PROMPT: Transcribe the part of this blog post on Torah interpretation and community that opens with the words containing "The second: How" and closes with "to strive for.".

EXCERPTED TEXT:

* * * * * * *

So Ben made a good point that my last post ended without bringing up some other important points. I felt like it was running a bit long and so I cut myself short…
With that said, let’s continue the conversation for just a bit…
Ben brought up some questions that could have been looked at and discussed in more depth.The first: Just because there are important things a Jew has to do, does that mean one can loophole through the Torah?
Interpretation is key. We can see all too well these days that facts are almost no longer facts, for they are filtered through very different lenses. We find those who agree with us, and tend to stick with that and run in those circles, and this can be seen in many facets of life, including religion. The key is to be as open as possible to the truth and trying to find the truth of Torah.
The second: How does one work together with the community?
This is a tricky one, too, as there are things vital to Jews, that non-Jews and the community might not understand. However, mutual respect and working together MUST happen. We must do a good job explaining things, and figuring out a way to keep harmony and balance, which is always something we need to strive for.

* * * * * * *

SUPPLIED MATERIAL:

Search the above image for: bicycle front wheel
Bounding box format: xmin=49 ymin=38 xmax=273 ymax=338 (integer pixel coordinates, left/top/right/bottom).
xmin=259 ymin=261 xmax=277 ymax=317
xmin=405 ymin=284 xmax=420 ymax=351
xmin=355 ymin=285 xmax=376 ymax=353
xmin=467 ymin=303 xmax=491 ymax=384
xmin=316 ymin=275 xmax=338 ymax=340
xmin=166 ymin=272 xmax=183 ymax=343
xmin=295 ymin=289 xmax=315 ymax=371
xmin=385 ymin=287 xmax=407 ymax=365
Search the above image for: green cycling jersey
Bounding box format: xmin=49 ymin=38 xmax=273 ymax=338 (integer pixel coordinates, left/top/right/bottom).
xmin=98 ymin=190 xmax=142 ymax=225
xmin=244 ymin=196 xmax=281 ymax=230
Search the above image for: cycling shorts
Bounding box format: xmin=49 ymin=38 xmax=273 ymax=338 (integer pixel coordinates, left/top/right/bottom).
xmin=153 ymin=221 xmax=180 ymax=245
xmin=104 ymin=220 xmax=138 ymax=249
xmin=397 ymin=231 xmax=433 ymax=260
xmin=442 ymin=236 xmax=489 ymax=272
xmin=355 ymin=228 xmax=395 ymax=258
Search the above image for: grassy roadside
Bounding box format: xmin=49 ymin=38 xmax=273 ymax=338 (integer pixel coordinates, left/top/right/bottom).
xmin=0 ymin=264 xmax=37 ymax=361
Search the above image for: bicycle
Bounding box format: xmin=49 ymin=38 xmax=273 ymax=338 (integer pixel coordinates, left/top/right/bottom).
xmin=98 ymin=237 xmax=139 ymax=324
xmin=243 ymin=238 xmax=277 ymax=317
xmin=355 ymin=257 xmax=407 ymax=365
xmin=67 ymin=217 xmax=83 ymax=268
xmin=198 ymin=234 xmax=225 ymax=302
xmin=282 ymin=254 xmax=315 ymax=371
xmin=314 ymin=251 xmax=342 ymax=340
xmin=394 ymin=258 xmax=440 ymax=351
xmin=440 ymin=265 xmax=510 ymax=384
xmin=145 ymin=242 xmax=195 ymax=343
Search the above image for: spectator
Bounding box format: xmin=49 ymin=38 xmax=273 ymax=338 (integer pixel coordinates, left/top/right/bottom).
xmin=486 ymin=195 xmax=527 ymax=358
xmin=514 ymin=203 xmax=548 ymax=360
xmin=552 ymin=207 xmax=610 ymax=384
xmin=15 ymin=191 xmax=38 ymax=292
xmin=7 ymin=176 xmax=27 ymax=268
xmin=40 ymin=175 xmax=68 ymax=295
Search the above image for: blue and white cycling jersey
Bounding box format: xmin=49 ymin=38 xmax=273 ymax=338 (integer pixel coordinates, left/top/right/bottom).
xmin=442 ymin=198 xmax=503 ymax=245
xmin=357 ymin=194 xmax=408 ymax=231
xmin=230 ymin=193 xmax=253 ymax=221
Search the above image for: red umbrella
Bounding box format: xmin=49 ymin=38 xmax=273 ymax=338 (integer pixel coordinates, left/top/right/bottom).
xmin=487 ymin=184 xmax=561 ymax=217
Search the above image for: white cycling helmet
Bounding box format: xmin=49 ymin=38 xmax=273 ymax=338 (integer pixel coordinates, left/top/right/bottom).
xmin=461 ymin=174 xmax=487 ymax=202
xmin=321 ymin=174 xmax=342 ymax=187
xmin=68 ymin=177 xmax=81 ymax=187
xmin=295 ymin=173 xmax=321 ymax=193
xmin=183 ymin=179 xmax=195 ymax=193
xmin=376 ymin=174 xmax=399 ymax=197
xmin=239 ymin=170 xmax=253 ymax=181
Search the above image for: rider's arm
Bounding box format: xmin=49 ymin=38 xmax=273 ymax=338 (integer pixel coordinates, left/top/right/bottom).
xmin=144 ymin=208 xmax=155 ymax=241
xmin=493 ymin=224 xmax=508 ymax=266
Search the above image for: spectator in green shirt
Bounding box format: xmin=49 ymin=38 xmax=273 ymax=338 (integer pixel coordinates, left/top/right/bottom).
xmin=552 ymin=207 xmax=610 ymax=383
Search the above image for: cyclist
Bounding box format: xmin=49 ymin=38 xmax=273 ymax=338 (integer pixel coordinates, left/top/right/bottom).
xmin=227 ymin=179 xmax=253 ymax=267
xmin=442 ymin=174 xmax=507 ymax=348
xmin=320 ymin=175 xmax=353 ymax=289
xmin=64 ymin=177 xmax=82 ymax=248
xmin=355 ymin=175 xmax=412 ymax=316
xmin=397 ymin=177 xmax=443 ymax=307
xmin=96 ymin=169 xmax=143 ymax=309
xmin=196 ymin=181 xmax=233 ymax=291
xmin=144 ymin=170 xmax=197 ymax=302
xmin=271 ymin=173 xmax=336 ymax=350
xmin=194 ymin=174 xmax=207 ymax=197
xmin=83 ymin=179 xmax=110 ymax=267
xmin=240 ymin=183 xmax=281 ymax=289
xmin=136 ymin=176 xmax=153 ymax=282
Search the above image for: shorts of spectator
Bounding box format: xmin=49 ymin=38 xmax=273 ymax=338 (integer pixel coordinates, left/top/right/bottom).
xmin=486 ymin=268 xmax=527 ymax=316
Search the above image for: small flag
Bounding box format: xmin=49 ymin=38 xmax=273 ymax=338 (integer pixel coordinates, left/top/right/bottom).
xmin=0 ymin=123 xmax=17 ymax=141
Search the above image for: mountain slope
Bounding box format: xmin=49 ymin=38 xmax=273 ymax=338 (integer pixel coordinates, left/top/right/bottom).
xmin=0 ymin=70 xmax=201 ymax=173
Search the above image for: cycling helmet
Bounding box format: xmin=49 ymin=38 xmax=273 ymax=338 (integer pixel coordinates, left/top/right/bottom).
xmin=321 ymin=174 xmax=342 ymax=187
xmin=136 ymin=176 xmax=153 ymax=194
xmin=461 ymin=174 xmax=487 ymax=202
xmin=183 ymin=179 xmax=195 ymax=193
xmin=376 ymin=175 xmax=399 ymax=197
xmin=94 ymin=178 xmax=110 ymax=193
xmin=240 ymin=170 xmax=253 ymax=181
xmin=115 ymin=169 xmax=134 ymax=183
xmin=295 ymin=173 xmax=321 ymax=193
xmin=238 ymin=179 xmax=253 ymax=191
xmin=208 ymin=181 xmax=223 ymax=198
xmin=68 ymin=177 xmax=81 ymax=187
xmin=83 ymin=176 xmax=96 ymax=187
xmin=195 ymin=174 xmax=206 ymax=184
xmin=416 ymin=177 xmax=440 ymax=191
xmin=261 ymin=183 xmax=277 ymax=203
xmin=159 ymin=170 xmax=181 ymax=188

* * * * * * *

SOLUTION FOR THIS EXERCISE:
The second: How does one work together with the community?
This is a tricky one, too, as there are things vital to Jews, that non-Jews and the community might not understand. However, mutual respect and working together MUST happen. We must do a good job explaining things, and figuring out a way to keep harmony and balance, which is always something we need to strive for.